_DOCUMENT SEGMENT:_
Solved: Re: How to identify the list of servers exhibiting a specific high-volume logging behaviour?

Aaron_L · ‎31 Dec 2024

We are seeing that on a subset of our servers, a specific process is generating a very large number of log records containing a specific keyword "bypass".

How would I produce a list/chart of only the servers that have reported an average of more than 1000 lines/hour containing this keyword, and the total # of log lines with the keyword, over the past 5 days?

Thanks,

Aaron

PedroSantos · ‎31 Dec 2024

Hey @Aaron_L ,

A quick way that might help you achieve your objective is setting up a notebook and running this DQL query:

fetch logs
| filter matchesPhrase(content, "bypass")
| summarize count(), by:{Host = dt.entity.host}
| sort `count()` desc

This will fetch all logs, find the ones with "bypass" in content, and display the number of logs per host sorted by desc.

It will provide a table similar to this:

(this one is from the demo live environment)

Note that this does not provide an average of lines/hr, but the total count of lines with "bypass" per host within your selected timeframe. Naturally, the Hosts with more lines per hour will still very likely rank higher on the list of total count. So this can still be used to identify the list of servers exhibiting this specific high-volume logging behavior.

And keep in mind that, on Notebooks, you can always make use of the timeframe selector to adjust to your needs and specific hours:

(I used last 2 hours)

Lastly, if you're planning on having a dashboard with this query it might be worth to look into bucket assignment and optimize the query to look into specific buckets.

Let me know if this helps you 🙂

To make an error is human. To spread the error across all servers in an automated way is DevOps.

Aaron_L · ‎02 Jan 2025

Hi @PedroSantos ,

Thanks for your suggestion. I've updated the query a bit, as I want to calculate the percentage of log lines containing the specific keyword that come from one executable. Unfortunately, the new column I'm adding with fieldsAdd does not appear to function as I expect - I always get a 0 in the column.
Here is my current query:

fetch logs
| filter contains(content, "bypass")
| summarize TotalLogLines = count(), MyAppLogLines = countif(dt.process.name == "MyApp.exe"), by:{host.name}
| fieldsAdd MyAppPercent = round((MyAppLogLines/TotalLogLines)*100, decimals:2)

_THE TASK:_
Extend the forum thread about counting "bypass" log lines per server, picking up right after its final line.

_GIVEN MATERIAL:_

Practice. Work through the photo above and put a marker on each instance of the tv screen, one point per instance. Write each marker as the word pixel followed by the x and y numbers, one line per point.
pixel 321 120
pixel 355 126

_RESPONSE FOR THIS EXERCISE:_
Any thoughts?

Thanks,
Aaron

PedroSantos · ‎03 Jan 2025

Hey @Aaron_L ,
One thing to keep in mind is that in Dynatrace Query Language the division between two integer values is an integer, which gets rid of any decimal portion.
Easy straightforward solution to this is just to cast both variabels to double:

fetch logs
| filter contains(content, "bypass")
| summarize TotalLogLines = count(), MyAppLogLines = countif(dt.process.name == "MyApp.exe"), by:{host.name}
| fieldsAdd MyAppPercent = round((toDouble(MyAppLogLines)/toDouble(TotalLogLines))*100, decimals:2)

A different less spaghetti code solution is also to just multiply one of the variables by 1.0, which makes the result not an integer.

fetch logs
| filter contains(content, "bypass")
| summarize TotalLogLines = count(), MyAppLogLines = countif(dt.process.name == "MyApp.exe"), by:{host.name}
| fieldsAdd MyAppPercent = round(( (1.0*MyAppLogLines)/TotalLogLines)*100, decimals:2)

See if either works for you 🙂

To make an error is human. To spread the error across all servers in an automated way is DevOps.

Aaron_L · ‎03 Jan 2025

Hi @PedroSantos ,

Thanks for the quick response. The toDouble() option worked well, and like the *1.0 option, it's only required on one of the variables to convert the result to floating point. Problem solved!

As I get a bit more experience with DQL, I may come back to the original problem of calculating average lines/hr, but this will do for now.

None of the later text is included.